What the exercise asks =
Report the number of lines in the data below where the string "blade" shows up, and only that number.

Data =
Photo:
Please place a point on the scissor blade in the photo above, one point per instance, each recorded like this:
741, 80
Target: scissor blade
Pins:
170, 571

Task answer =
2